▸ TASK PROMPT
All lines from the line containing "find the windshield wiper" up to and including the last line of the listing below should be echoed exactly; no other lines belong in the response.

▸ EXCERPTED RECORDS
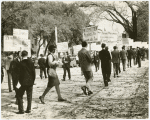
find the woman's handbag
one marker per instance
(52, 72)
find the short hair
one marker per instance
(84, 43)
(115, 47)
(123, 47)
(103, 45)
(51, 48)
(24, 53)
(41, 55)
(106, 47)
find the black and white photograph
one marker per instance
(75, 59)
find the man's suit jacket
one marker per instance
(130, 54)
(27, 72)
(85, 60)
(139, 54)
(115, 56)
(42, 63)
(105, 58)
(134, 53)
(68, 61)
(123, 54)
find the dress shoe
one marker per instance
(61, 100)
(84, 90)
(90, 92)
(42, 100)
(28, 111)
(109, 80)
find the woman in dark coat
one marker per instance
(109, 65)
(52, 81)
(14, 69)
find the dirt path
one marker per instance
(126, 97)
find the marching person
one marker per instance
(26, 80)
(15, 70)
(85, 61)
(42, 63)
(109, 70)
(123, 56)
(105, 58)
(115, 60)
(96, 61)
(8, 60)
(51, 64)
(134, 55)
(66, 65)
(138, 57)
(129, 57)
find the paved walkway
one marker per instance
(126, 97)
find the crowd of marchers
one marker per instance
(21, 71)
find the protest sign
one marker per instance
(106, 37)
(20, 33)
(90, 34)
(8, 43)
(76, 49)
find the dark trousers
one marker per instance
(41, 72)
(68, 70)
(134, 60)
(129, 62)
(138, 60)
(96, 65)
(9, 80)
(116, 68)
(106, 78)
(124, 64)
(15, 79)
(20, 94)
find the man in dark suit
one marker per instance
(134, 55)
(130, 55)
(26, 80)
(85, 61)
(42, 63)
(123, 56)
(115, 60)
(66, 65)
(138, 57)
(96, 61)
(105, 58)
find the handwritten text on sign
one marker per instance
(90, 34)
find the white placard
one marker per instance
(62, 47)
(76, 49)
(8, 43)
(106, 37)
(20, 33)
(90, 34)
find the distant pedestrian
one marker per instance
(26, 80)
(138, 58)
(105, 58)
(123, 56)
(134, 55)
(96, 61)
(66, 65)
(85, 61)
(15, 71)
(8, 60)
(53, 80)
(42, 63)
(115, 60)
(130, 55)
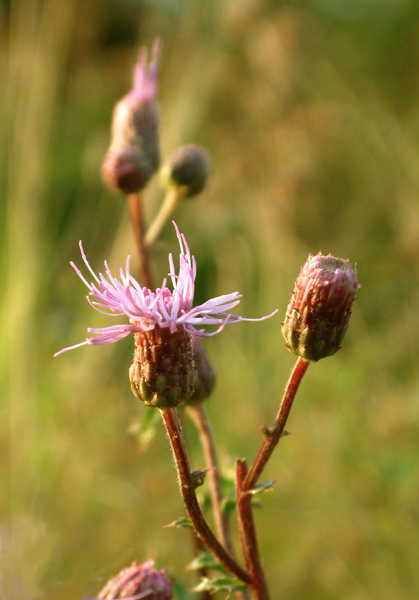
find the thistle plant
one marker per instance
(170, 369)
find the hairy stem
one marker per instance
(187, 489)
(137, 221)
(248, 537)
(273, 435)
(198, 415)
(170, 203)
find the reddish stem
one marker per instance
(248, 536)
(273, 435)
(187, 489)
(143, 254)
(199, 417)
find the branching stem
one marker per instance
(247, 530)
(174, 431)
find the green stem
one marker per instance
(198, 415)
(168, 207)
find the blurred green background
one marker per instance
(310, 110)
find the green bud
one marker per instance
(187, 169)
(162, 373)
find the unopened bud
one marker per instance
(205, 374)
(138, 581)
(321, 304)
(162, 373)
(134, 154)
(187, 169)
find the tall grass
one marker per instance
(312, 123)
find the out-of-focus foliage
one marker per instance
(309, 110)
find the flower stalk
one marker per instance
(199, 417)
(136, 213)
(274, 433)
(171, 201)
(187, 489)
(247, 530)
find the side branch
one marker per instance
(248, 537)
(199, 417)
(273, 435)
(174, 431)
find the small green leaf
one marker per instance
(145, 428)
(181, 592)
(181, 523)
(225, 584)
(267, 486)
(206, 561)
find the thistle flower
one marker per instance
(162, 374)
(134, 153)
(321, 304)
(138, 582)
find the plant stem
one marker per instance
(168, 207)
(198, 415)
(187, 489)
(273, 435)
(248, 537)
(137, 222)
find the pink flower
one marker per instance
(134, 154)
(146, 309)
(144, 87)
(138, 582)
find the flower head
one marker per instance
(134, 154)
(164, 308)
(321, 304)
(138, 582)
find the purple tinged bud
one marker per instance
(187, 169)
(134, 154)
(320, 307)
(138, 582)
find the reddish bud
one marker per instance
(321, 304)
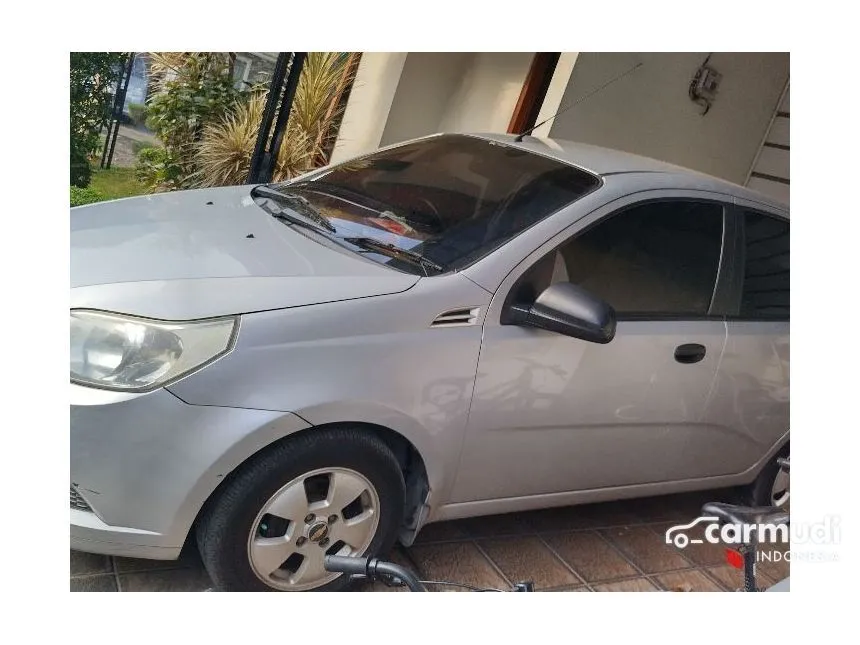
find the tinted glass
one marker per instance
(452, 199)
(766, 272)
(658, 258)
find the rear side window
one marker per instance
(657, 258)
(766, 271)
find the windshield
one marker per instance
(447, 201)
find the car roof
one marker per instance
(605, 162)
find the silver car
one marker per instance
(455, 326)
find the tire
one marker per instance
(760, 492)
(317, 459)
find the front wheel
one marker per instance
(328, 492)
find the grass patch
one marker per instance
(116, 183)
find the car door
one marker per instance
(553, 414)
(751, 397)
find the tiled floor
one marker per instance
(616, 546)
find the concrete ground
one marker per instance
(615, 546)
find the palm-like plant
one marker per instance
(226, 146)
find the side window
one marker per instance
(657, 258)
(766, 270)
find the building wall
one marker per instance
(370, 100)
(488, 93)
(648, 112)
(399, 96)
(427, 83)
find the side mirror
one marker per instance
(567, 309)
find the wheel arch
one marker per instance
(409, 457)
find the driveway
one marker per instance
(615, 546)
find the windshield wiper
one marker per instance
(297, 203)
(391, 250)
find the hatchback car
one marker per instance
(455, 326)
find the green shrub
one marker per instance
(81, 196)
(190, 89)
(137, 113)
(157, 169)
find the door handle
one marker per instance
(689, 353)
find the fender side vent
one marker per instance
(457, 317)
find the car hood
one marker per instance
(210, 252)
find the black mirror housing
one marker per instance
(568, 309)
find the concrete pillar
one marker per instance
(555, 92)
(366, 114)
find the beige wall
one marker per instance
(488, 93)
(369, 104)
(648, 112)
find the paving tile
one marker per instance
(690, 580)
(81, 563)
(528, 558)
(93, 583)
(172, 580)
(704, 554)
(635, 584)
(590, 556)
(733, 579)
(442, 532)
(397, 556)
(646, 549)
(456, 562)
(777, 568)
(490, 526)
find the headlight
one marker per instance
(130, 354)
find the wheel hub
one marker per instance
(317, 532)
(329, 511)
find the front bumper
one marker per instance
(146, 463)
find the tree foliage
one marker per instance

▸ ANSWER TO THIS TASK
find the windshield wiper
one marker per instance
(297, 203)
(391, 250)
find the hatchback car
one marker per instance
(455, 326)
find the green shrub
one marker per instance
(81, 196)
(190, 89)
(137, 113)
(157, 169)
find the door handle
one marker per instance
(689, 353)
find the fender side vent
one marker per instance
(457, 317)
find the car hood
one marker per instance
(210, 252)
find the black mirror housing
one marker per instance
(568, 309)
find the concrete pillar
one marker per instance
(555, 92)
(366, 114)
find the beige wall
one marker per instance
(488, 93)
(369, 104)
(648, 112)
find the paving tile
one marker per instance
(690, 580)
(81, 563)
(528, 558)
(93, 583)
(172, 580)
(704, 554)
(635, 584)
(590, 556)
(733, 579)
(442, 532)
(397, 556)
(646, 549)
(456, 562)
(777, 568)
(490, 526)
find the headlight
one marker per instance
(130, 354)
find the wheel hub
one marker per instance
(317, 532)
(329, 511)
find the front bumper
one marker per instance
(146, 463)
find the tree foliage
one marker per instance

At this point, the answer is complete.